── GIVEN PASSAGE ──

The Devonian-Carboniferous system contains mostly conventional reservoirs formed in the Hercynian Period, and the local adjustment faults activated late acted as favorable transport framework for gas invasion, enabling gas to invade into the oil reservoir to form condensate gas reservoir or gas reservoir. The Devonian-Carboniferous oil and gas reservoirs are controlled the vertical shift of faults and the anticline traps controlled by them, and are distributed along the fault-disconnected horizons, in which fluids show obvious gravity differentiation.

From the end of Silurian to the Middle Devonian, Tazhong Area experienced strong uplift and fault activity, and most of the reservoirs were damaged, forming Silurian heavy oil reservoirs and large-area bitumen[40, 45]. Some of the Silurian paleo-reservoirs distributed along the fault zones were replenished with later oil, and had gas invasion locally, improving the quality of the paleo-reservoir. Paleotectonic analysis shows that the Tazhong uplift had maintained a large slope dipping from southeast to northwest during different periods of the Silurian. Oil and gas migrated vertically in local fault development area, but primarily migrated laterally[40, 45]. This kind of near-parallel hydrocarbon migration determines the universal distribution of oil and gas.

In Ordovician, in the northern Tazhong No. 1 structural belt, the conventional reservoir formed in the early stage had strong gas invasion with a large east-south strike-slip fault as the air inlet in the late stage. As gas invasion gradually weakens from west to east, from low to high positions, and from near to far from the gas inlet, resulting in regular changes in the gas-oil ratio, nitrogen, hydrogen sulfide, and other natural gas properties[20]. From the Tazhong No. 1 structural belt to the Tazhong 10 structural belt, from the north to the south, from low to high, the condensate gas reservoir at the platform margin transitions southward to oil reservoir. At the same time, in the fault zone far from the air inlet, as the gas invasion gradually weakens outward, forming the distribution characteristic of "gas in lower part and oil in upper part".

───
── STORED DATA ──

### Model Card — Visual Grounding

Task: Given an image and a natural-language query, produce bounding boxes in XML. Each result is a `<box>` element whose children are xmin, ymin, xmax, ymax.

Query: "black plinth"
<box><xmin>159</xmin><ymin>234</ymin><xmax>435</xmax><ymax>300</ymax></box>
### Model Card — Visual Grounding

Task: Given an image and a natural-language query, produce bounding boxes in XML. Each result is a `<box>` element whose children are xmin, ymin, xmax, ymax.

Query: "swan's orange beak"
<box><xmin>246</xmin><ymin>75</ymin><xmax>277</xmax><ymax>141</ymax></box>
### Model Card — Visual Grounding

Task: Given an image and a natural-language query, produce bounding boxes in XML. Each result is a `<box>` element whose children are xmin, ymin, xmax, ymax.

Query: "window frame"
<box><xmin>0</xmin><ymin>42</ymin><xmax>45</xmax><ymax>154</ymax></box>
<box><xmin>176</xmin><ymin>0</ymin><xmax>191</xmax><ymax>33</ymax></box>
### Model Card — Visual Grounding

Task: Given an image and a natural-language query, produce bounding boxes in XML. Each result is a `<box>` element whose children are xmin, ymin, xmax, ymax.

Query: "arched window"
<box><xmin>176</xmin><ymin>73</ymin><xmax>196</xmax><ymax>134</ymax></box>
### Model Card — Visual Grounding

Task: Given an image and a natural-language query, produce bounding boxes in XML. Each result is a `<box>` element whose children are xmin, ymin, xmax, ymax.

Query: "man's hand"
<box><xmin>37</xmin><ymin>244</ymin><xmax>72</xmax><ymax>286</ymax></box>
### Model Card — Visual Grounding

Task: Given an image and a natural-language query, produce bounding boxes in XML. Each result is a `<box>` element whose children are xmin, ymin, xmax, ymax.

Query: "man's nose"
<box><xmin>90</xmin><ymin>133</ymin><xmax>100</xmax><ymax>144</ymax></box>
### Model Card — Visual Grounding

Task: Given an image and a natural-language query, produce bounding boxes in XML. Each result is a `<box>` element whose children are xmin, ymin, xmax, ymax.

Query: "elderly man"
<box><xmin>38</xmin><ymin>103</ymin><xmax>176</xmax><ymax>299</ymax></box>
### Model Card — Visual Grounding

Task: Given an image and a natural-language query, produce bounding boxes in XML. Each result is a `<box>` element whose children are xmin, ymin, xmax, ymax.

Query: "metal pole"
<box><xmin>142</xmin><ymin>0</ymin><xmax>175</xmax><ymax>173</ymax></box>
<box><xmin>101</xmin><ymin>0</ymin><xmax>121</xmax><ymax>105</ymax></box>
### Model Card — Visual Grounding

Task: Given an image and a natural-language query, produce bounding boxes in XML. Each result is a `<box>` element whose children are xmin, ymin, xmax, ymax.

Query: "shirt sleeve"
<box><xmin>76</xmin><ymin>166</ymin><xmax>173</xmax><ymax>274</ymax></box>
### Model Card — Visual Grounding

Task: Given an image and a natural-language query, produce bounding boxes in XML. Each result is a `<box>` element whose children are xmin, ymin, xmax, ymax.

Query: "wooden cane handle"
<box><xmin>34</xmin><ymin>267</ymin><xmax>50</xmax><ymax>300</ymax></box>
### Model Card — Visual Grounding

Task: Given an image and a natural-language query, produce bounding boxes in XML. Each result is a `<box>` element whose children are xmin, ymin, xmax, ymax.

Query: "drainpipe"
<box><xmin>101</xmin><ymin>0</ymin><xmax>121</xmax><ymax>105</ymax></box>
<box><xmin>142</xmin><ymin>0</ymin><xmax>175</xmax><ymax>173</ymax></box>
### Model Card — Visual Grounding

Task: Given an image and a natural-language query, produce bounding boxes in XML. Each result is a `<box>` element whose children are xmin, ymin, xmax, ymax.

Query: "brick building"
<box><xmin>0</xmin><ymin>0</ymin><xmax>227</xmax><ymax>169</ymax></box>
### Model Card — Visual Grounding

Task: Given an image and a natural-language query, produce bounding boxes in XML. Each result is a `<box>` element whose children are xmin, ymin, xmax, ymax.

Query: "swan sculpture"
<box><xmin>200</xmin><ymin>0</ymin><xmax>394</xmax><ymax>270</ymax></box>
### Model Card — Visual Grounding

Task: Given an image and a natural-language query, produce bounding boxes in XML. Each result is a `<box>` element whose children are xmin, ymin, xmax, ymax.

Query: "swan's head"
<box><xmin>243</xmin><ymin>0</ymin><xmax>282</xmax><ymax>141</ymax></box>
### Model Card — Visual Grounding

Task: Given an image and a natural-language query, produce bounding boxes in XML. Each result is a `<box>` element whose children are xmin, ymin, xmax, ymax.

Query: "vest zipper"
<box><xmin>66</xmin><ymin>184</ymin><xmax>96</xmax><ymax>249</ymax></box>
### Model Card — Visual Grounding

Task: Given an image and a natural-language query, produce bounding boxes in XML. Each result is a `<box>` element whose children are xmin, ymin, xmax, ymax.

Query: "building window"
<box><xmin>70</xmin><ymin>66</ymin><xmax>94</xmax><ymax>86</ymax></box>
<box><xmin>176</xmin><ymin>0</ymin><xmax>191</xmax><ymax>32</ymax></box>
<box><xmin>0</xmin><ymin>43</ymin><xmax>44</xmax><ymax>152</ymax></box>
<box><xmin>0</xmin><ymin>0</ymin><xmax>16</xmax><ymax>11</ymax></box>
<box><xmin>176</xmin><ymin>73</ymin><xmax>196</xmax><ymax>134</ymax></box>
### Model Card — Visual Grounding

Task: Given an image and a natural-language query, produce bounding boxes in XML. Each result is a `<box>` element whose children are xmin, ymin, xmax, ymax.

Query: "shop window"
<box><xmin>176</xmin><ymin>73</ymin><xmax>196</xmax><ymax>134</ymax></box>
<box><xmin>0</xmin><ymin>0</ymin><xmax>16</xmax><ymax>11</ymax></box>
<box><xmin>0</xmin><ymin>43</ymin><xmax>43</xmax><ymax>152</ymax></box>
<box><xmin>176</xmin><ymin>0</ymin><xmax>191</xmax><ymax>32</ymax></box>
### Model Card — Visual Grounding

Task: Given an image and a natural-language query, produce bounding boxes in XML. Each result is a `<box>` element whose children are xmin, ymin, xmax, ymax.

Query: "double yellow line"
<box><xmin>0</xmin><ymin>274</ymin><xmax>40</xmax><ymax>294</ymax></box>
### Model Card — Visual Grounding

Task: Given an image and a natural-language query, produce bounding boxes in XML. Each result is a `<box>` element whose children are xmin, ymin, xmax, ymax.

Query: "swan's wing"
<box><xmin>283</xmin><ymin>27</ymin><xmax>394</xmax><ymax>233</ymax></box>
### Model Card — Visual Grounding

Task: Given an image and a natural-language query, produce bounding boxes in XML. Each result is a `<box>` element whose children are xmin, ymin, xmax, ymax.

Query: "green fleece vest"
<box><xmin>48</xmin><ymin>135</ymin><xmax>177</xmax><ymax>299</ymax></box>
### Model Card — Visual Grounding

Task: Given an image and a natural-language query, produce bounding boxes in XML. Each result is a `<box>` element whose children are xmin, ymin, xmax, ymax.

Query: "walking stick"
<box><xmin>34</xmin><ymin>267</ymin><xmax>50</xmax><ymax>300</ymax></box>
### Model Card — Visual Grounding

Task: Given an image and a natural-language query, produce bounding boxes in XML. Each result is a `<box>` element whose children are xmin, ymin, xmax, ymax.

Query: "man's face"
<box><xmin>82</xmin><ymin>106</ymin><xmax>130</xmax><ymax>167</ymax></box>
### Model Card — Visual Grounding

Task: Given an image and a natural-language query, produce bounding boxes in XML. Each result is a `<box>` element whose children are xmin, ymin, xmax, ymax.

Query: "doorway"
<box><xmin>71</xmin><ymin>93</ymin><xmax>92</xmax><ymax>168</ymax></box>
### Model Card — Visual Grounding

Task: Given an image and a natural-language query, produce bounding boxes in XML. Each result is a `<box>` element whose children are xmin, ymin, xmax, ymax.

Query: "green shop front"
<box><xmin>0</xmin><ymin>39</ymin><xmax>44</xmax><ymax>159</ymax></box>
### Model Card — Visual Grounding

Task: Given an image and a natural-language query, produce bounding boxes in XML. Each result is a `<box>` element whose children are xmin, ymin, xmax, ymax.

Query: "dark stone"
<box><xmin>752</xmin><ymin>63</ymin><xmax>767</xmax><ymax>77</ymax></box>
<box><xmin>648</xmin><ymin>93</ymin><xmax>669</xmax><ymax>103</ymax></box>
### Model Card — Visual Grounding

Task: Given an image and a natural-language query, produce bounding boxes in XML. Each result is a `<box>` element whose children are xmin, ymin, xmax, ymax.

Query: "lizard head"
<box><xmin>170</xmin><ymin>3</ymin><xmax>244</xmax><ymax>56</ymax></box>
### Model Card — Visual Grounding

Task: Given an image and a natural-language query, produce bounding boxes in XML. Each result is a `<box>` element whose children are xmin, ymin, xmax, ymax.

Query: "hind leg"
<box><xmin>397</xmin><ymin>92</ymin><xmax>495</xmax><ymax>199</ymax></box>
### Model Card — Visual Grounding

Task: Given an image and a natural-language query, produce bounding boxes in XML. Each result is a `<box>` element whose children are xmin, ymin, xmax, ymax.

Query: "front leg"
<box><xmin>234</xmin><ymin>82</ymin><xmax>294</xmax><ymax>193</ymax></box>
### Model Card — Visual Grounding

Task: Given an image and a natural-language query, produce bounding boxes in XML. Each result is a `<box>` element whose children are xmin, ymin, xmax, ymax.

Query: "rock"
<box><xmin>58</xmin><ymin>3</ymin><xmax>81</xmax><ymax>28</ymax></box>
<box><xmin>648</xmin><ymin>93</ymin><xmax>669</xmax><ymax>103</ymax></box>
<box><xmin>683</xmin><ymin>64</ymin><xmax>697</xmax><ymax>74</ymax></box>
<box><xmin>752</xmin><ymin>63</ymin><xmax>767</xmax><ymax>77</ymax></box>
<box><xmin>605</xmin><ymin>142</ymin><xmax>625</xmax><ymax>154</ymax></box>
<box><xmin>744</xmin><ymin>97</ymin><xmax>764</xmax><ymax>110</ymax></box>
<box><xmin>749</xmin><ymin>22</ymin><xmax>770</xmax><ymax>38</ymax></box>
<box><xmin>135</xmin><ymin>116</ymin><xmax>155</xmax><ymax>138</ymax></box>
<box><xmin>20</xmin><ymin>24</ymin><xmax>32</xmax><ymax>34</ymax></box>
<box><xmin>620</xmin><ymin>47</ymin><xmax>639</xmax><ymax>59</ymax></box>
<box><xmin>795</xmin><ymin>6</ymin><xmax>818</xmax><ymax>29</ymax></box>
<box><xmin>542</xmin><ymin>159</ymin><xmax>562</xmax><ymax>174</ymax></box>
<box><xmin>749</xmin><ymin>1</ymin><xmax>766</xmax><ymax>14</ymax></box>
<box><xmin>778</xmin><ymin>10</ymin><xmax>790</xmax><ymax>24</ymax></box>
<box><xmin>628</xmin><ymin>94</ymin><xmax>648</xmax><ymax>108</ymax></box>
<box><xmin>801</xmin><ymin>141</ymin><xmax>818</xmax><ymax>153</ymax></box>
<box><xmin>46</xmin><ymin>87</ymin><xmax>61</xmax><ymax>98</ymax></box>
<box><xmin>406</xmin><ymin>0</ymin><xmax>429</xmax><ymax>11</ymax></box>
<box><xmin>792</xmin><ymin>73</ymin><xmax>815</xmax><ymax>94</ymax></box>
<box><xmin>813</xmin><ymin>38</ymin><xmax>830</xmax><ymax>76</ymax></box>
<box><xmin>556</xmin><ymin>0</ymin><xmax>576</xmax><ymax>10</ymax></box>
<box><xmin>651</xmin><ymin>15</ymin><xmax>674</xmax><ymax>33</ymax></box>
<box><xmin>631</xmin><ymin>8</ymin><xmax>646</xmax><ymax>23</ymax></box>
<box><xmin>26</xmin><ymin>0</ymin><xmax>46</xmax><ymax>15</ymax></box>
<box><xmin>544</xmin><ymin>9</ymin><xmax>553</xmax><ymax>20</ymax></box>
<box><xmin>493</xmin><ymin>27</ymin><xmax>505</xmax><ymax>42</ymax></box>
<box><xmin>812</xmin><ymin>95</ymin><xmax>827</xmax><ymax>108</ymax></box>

───

REQUIRED TASKS >>
**A)** In the passage on Tazhong oil and gas reservoirs, in which direction did the large slope of the Tazhong uplift dip during the Silurian?
**B)** Update the passage on Tazhong oil and gas reservoirs, starting at "The Devonian-Carboniferous system" and ending at "obvious gravity differentiation.", so that "favorable transport framework" becomes "favorable migration pathway".

ANSWERS TO THE TASKS >>
**A)** It dipped from southeast to northwest.

**B)**
The Devonian-Carboniferous system contains mostly conventional reservoirs formed in the Hercynian Period, and the local adjustment faults activated late acted as favorable migration pathway for gas invasion, enabling gas to invade into the oil reservoir to form condensate gas reservoir or gas reservoir. The Devonian-Carboniferous oil and gas reservoirs are controlled the vertical shift of faults and the anticline traps controlled by them, and are distributed along the fault-disconnected horizons, in which fluids show obvious gravity differentiation.